■ **WHAT IS NEEDED**
The records below are to be quoted in full; please keep every word exact.

■ **STORED ROWS**
***
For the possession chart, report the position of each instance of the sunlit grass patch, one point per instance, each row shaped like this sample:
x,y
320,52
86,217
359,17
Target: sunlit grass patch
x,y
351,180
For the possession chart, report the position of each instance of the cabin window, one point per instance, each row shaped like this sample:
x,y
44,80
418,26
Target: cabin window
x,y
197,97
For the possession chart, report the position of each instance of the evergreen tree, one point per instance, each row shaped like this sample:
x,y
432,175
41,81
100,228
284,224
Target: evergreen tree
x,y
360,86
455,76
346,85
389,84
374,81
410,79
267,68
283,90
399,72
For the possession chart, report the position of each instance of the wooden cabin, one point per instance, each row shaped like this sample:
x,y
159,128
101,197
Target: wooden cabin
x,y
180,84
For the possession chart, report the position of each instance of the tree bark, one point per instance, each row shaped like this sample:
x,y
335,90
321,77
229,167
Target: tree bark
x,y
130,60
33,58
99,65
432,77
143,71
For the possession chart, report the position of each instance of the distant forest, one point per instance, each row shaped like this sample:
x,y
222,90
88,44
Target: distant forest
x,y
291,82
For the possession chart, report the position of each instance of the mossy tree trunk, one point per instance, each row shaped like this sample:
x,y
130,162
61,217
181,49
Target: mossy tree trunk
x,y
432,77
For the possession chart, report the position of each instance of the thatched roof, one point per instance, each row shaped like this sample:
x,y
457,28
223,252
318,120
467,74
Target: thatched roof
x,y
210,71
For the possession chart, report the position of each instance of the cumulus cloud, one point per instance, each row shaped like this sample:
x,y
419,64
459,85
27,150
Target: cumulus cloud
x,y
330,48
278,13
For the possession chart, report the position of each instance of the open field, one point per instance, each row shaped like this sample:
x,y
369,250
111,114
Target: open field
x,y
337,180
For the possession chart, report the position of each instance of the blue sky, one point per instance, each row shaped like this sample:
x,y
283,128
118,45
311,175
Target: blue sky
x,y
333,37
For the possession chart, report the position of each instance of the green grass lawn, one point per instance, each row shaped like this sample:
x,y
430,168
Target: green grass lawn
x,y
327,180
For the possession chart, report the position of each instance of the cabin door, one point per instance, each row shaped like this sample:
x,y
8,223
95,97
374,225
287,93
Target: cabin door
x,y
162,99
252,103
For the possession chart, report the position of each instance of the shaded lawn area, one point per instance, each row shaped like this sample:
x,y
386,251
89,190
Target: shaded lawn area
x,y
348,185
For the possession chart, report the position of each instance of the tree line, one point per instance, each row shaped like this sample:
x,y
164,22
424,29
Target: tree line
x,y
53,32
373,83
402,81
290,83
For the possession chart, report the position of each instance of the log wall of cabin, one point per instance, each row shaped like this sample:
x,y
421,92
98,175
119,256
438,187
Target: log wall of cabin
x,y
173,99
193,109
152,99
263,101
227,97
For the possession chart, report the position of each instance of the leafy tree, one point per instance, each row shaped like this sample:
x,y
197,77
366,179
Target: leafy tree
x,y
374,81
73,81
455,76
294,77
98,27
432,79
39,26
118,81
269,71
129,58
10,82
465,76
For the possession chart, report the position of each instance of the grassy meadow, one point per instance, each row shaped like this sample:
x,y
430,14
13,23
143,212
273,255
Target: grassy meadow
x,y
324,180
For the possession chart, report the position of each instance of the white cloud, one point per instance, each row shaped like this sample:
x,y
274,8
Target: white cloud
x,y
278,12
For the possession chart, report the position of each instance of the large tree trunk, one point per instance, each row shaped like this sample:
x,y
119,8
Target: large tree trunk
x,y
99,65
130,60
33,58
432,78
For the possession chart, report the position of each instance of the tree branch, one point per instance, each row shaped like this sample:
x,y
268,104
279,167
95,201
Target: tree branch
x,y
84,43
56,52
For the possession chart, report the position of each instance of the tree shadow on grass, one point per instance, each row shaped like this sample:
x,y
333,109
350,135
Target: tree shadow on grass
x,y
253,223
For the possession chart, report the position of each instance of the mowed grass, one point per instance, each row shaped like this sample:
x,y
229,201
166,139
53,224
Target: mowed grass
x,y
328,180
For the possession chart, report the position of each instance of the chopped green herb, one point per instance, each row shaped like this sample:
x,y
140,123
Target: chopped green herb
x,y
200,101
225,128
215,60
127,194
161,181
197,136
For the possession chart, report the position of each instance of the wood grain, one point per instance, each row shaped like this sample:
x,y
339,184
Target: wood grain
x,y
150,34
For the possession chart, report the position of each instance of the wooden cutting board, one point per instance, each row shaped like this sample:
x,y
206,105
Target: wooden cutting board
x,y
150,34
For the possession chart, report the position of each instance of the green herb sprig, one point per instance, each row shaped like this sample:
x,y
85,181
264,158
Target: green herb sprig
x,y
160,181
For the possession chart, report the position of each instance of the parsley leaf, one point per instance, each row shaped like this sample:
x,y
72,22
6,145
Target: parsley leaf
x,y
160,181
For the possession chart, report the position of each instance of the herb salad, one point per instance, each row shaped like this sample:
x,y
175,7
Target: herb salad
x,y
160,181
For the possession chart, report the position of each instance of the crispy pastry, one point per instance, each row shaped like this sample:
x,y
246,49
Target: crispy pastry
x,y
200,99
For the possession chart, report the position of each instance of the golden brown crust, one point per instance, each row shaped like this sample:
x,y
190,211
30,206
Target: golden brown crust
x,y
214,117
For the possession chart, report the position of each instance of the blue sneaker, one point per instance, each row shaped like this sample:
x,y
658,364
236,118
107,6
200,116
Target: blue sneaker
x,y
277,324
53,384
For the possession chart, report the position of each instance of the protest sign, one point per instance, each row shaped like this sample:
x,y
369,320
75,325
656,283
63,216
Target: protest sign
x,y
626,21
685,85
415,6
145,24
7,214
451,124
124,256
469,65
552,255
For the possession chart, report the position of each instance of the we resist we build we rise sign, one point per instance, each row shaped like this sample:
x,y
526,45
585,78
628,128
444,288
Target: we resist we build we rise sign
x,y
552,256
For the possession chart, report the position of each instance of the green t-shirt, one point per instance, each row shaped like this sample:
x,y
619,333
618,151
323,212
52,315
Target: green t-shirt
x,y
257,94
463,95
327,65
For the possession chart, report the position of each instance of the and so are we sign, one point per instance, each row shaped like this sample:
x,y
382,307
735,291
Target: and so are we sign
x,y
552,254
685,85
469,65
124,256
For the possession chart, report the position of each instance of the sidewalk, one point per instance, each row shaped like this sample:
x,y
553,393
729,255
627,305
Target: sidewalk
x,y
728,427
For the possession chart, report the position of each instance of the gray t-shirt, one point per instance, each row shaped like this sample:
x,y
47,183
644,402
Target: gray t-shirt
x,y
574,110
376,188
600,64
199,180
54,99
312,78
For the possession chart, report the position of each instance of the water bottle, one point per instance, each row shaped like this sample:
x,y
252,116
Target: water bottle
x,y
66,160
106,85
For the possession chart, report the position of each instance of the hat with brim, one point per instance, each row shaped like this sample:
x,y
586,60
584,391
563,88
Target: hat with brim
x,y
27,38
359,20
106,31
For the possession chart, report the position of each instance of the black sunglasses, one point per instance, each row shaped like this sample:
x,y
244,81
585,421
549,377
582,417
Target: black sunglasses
***
■ **CORRECT RESULT**
For the possession chart, report the position of each instance of the sunlit grass patch, one point per instance, each row shaped like this sample:
x,y
320,52
86,217
359,17
Target: sunlit grass patch
x,y
351,180
For the possession chart, report the position of each instance of the cabin window, one point per instance, each row shaped like this sample:
x,y
44,80
418,26
Target: cabin window
x,y
197,97
For the possession chart, report the position of each instance of the evergreen tree, one point per instance, each row shaped like this sample:
x,y
432,175
41,81
100,228
284,224
Target: evergreen tree
x,y
360,86
455,76
346,85
389,84
374,81
410,79
267,68
283,90
399,72
For the possession chart, report the position of each instance of the wooden cabin, one point per instance, each row shaped like this sample:
x,y
159,128
101,197
Target: wooden cabin
x,y
180,84
For the possession chart, report the position of each instance of the tree bark, one point per instance, each row shaped like this sample:
x,y
335,90
321,77
229,167
Target: tree bark
x,y
130,60
33,58
99,65
432,77
143,71
For the possession chart, report the position of each instance of the distant forest, one point per instance, each row shaped like this sample:
x,y
222,90
88,44
Target: distant forest
x,y
291,82
For the possession chart, report the position of each instance of the mossy tree trunk, one point per instance, each row shaped like this sample:
x,y
130,162
61,217
181,49
Target: mossy tree trunk
x,y
432,77
For the possession chart, report the position of each instance of the thatched roof, one point per instance, each row shaped like this sample:
x,y
457,28
223,252
318,120
467,74
Target: thatched roof
x,y
210,71
For the possession chart, report the position of each instance of the cumulus cloud, one point per instance, each row shaped like this sample:
x,y
419,64
459,85
27,150
Target: cumulus cloud
x,y
330,48
278,13
For the possession chart, report the position of each instance of the open field, one point per instance, each row shaped like this sample:
x,y
369,250
111,114
Target: open field
x,y
337,180
For the possession chart, report the position of each instance of the blue sky, one point per instance, each row shaped like this sample:
x,y
283,128
118,45
311,175
Target: blue sky
x,y
333,37
For the possession chart, report the position of each instance of the green grass lawn, one point per instance, each row shaped like this sample:
x,y
430,168
Target: green grass lawn
x,y
327,180
For the possession chart, report the position of each instance of the cabin door, one point per instance, each row shaped like this sample:
x,y
8,223
95,97
374,225
287,93
Target: cabin door
x,y
162,99
252,103
For the possession chart, report the position of each instance of the shaded lawn area, one point per instance, each row shaped like this sample:
x,y
386,251
89,190
Target: shaded lawn area
x,y
348,185
For the possession chart, report the position of each instance of the tree line, one point per instance, each row shaped like this sample:
x,y
164,22
424,29
Target: tree line
x,y
53,32
373,83
402,81
290,83
For the possession chart, report the position of each instance of the log wall of cabin, one point per instance, each row shaped like this sample:
x,y
421,92
98,175
119,256
438,187
Target: log wall of cabin
x,y
173,99
193,109
152,99
263,101
227,97
For the possession chart, report the position of each instance of the leafy tree, one point per instance, each row shaped like this sample:
x,y
197,77
366,179
Target: leafy tree
x,y
374,81
73,81
455,76
294,77
98,27
432,79
39,26
118,81
269,71
129,58
10,82
465,76
For the possession chart, report the position of each instance of the grassy meadow, one point per instance, each row shaped like this sample:
x,y
430,14
13,23
143,212
273,255
Target: grassy meadow
x,y
324,180
For the possession chart, report the position of each instance of the white cloud, one point per instance, each row shaped like this sample:
x,y
274,8
Target: white cloud
x,y
278,12
For the possession chart, report the position of each instance of the large tree trunk, one point per instance, each row shaped like this sample:
x,y
119,8
Target: large tree trunk
x,y
99,65
130,60
33,58
432,78
For the possession chart, report the position of each instance of the tree branch, one point per instance, each row shaped like this sample:
x,y
268,104
279,167
95,201
Target: tree branch
x,y
84,43
56,52
For the possession chart, report the position of each instance of the tree shadow on grass, one point per instance, each row shaped like this sample:
x,y
333,109
350,135
Target: tree shadow on grass
x,y
253,223
For the possession chart, report the position of each instance of the mowed grass, one point per instance, each row shaped like this sample:
x,y
229,201
166,139
53,224
Target: mowed grass
x,y
328,180
For the possession chart, report the position of each instance of the chopped green herb, one point per instance, each row shaped like this sample:
x,y
140,123
Target: chopped green herb
x,y
200,101
225,128
215,60
127,194
161,181
197,136
For the possession chart, report the position of each instance of the wood grain, one point per instance, each row shaped like this sample:
x,y
339,184
Target: wood grain
x,y
150,34
For the possession chart, report the position of each instance of the wooden cutting board, one point per instance, each row shaped like this sample:
x,y
206,105
Target: wooden cutting board
x,y
150,34
For the possession chart, report the position of each instance of the green herb sprig, one point per instance, each row shaped like this sample:
x,y
85,181
264,158
Target: green herb sprig
x,y
160,181
For the possession chart, report the position of each instance of the parsley leaf, one point per instance, each row shaped like this sample:
x,y
72,22
6,145
Target: parsley leaf
x,y
160,181
For the possession chart, report the position of each instance of the herb salad, one point per instance, each row shaped like this sample:
x,y
175,7
Target: herb salad
x,y
160,181
For the possession chart, report the position of each instance of the crispy pastry, one point per instance, each row shaped like this sample:
x,y
246,49
Target: crispy pastry
x,y
200,99
For the possession chart, report the position of each instance of the golden brown crust, one point per instance, each row shaped like this sample:
x,y
190,211
30,206
Target: golden brown crust
x,y
214,117
For the possession chart, report the position of each instance of the blue sneaker, one point per instance, each row shaped like this sample:
x,y
658,364
236,118
107,6
200,116
Target: blue sneaker
x,y
277,324
53,384
For the possession chart, report the position of each instance of the protest sign, one point per instance, each row shaped like this sample:
x,y
369,320
75,325
656,283
63,216
Target: protest sign
x,y
626,21
685,85
415,6
145,24
7,214
451,124
124,256
469,65
552,255
For the possession chart, report the position of each instance of the we resist we build we rise sign, one point per instance, each row shaped like this sample:
x,y
526,45
585,78
628,128
444,288
Target: we resist we build we rise sign
x,y
552,256
For the possession chart, report the position of each instance of the green t-shirt, one point per instance, each row shaped like this sample:
x,y
619,333
618,151
323,212
52,315
Target: green t-shirt
x,y
257,94
463,95
327,65
For the possession chart, report the position of each instance of the and so are we sign, one point per instance, each row shaped like this sample:
x,y
382,307
735,291
Target: and so are we sign
x,y
552,254
685,85
469,65
124,256
For the possession chart, report the position of each instance of the sidewalk, one point per instance, each row shaped like this sample:
x,y
553,393
729,255
627,305
Target: sidewalk
x,y
728,427
For the possession chart, report the position of each instance of the gray t-shirt, one point per instance, each row shaped like this sample:
x,y
47,183
644,402
Target: gray t-shirt
x,y
574,110
376,188
600,64
199,180
54,99
312,78
For the possession chart, report the position of each instance of the water bottle, one point per instance, each row shaped like this sample:
x,y
252,116
Target: water bottle
x,y
66,160
106,85
For the possession chart, report the position of each instance of the hat with brim, one point per instance, each row shaped like this sample:
x,y
586,60
584,391
563,88
Target: hat with brim
x,y
27,38
359,20
106,31
For the possession chart, report the position of each instance of the black sunglasses, one point per instance, each row shaped like this sample:
x,y
244,81
585,421
549,377
582,417
Target: black sunglasses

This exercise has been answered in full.